Using the information
1. In the article about a girl's reaction to pain medication, how long did Alexa spend in the hospital?
2. Transcribe the stretch of the article about a girl's reaction to pain medication from "Girl suffers burns" through "going to die.".

Exercise text
Girl suffers burns to 65 per cent of body in reaction to pain medication

A girl has suffered burns to 65 per cent of her body and lost her memory from an allergic reaction to pain medication.

Alexa Juckiewicz-Caspell, 10, from Clacton-on-Sea, Essex, in southeast England, came down with Stevens-Johnson syndrome after taking a prescription to relieve her symptoms of the chronic pain condition Trigeminal Neuralgia. 

Steven-Johnson syndrome is a severe skin reaction to medication or an infection.

After calming down the pain and twitches in her face, the medicine caused a reaction that led to rashes all over her body and left doctors believing she was going to die. 

Alexa Juckiewicz-Caspell, 10, came down with Stevens-Johnson syndrome, a severe skin reaction, after taking a prescription to relieve her symptoms of the chronic pain condition Trigeminal Neuralgia. Source: Caters

Alexa spent six weeks in the hospital and was put in a medically induced coma after the disease caused her eyes and mouth to become glued shut.

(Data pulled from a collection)
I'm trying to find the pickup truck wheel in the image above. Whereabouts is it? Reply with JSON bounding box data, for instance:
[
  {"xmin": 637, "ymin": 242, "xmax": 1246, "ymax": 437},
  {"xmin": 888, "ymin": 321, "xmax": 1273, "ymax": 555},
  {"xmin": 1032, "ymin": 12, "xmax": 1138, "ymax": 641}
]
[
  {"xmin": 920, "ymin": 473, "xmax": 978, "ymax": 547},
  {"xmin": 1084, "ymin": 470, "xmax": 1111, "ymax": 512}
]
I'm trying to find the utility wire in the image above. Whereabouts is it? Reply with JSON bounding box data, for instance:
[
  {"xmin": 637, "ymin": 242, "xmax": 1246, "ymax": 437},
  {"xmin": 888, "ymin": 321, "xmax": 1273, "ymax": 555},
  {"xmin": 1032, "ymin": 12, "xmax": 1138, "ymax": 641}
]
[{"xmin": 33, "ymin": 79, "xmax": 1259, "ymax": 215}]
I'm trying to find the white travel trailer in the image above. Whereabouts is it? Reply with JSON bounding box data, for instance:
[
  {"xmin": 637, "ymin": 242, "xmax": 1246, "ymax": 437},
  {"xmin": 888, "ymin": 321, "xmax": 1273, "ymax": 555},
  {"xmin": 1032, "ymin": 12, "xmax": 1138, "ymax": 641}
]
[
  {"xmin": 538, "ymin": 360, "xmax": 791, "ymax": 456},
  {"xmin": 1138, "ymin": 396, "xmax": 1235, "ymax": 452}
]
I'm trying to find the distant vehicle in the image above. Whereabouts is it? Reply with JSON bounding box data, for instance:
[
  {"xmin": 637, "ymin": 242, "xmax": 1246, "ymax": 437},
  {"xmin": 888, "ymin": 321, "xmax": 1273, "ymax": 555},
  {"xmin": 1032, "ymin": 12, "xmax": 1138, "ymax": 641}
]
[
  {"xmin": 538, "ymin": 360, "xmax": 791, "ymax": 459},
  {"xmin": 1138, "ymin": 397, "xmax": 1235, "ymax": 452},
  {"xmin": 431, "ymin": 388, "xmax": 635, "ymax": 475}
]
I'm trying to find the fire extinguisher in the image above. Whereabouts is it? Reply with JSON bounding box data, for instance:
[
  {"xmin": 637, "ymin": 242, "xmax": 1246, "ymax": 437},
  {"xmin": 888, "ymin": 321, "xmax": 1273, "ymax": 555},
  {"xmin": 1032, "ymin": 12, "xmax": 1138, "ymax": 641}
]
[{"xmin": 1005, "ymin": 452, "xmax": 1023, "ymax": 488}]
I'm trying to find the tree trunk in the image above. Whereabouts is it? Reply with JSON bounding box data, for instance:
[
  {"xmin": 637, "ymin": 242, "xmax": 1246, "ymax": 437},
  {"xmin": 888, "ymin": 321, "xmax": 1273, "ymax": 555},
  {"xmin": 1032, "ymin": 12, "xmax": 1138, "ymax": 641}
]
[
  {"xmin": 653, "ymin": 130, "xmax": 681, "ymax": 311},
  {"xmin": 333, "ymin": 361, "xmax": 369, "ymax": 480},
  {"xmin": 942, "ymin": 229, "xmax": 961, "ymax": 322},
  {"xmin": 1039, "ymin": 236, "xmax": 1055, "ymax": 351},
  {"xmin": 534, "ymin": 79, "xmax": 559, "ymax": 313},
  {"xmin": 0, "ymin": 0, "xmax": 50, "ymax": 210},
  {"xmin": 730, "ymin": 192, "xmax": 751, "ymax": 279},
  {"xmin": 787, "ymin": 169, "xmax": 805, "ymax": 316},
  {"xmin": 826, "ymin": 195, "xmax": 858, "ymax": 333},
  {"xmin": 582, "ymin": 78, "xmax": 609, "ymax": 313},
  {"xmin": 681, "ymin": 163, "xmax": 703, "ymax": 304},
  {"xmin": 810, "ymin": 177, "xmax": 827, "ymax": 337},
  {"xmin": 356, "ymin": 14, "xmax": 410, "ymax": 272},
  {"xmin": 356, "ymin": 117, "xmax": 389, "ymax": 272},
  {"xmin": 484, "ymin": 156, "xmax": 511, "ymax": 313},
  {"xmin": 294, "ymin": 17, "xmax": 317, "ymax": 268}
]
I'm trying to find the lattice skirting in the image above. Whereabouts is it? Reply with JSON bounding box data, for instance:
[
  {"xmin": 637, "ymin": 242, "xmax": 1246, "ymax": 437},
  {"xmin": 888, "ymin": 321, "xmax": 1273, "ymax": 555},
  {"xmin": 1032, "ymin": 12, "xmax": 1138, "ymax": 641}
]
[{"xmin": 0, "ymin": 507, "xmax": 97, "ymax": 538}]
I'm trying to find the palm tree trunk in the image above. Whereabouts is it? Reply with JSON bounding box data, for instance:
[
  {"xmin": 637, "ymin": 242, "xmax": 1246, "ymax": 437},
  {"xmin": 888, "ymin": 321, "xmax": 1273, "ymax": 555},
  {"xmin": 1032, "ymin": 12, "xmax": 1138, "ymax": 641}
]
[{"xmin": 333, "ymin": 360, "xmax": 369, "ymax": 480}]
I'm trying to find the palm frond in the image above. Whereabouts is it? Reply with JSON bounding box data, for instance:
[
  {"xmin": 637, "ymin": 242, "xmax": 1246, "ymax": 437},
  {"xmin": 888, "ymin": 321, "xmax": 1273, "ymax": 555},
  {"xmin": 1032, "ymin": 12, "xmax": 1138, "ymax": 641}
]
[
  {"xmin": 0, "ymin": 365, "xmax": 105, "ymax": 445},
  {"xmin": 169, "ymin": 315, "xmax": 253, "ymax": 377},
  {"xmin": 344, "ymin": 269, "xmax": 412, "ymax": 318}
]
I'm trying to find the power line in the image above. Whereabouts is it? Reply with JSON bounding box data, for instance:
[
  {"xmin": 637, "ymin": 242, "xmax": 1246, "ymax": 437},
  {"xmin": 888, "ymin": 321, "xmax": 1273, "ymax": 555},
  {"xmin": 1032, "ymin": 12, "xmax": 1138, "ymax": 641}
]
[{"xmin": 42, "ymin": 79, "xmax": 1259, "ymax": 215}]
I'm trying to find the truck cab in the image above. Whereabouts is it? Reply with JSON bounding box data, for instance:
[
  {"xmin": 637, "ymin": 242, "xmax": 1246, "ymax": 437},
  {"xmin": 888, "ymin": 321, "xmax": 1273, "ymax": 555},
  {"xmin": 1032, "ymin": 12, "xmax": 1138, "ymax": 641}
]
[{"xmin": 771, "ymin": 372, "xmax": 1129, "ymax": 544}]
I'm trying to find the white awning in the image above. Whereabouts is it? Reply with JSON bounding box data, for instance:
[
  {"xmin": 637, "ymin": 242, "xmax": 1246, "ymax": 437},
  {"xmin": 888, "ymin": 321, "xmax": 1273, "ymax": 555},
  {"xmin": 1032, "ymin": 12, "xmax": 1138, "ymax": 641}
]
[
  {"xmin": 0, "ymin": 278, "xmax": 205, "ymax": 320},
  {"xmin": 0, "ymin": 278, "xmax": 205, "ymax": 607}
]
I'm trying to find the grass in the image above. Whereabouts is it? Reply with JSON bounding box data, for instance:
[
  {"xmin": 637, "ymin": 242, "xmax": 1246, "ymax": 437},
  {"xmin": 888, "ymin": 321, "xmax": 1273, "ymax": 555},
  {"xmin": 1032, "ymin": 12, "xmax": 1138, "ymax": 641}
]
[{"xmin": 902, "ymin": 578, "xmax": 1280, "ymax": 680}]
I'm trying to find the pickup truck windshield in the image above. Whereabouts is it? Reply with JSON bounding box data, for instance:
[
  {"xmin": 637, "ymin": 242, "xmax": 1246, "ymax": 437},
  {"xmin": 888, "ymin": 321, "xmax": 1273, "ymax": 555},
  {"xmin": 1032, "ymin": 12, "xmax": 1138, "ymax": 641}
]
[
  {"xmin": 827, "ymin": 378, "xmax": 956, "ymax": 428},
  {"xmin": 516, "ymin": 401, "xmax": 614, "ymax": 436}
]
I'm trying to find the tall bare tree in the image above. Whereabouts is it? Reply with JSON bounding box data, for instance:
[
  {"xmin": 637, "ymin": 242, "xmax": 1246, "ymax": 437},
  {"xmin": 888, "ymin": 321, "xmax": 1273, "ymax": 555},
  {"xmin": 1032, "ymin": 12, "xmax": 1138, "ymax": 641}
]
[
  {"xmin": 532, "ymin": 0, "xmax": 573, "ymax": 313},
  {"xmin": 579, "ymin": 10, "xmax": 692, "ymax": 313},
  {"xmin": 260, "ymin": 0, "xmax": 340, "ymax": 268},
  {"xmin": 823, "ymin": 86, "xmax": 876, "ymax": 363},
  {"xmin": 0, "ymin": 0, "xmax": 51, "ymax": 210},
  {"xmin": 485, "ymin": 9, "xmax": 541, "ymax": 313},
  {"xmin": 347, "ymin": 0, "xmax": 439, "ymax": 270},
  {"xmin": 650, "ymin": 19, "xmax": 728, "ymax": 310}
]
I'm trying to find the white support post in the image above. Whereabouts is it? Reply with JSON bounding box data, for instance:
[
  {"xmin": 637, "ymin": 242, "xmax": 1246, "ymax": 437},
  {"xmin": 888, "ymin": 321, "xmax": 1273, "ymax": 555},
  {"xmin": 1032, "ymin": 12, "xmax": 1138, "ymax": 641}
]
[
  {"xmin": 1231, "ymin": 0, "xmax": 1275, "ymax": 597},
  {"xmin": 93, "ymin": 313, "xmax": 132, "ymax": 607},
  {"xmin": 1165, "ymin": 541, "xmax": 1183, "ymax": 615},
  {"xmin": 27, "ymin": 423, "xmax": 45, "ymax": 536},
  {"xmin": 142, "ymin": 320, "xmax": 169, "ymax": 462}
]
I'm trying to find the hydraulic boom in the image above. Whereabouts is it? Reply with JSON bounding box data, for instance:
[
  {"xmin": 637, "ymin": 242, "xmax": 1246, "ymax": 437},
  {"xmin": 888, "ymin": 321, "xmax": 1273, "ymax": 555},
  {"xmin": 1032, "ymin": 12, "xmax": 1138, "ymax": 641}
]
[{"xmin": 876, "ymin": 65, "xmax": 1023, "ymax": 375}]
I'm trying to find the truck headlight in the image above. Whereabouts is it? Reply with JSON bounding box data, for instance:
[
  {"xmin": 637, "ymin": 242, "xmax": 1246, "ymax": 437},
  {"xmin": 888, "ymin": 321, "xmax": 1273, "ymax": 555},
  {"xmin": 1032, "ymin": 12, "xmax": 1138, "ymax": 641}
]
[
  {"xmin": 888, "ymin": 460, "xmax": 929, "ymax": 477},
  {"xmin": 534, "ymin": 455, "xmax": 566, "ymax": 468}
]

Answers to each task
1. Six weeks.

2.
Girl suffers burns to 65 per cent of body in reaction to pain medication

A girl has suffered burns to 65 per cent of her body and lost her memory from an allergic reaction to pain medication.

Alexa Juckiewicz-Caspell, 10, from Clacton-on-Sea, Essex, in southeast England, came down with Stevens-Johnson syndrome after taking a prescription to relieve her symptoms of the chronic pain condition Trigeminal Neuralgia. 

Steven-Johnson syndrome is a severe skin reaction to medication or an infection.

After calming down the pain and twitches in her face, the medicine caused a reaction that led to rashes all over her body and left doctors believing she was going to die.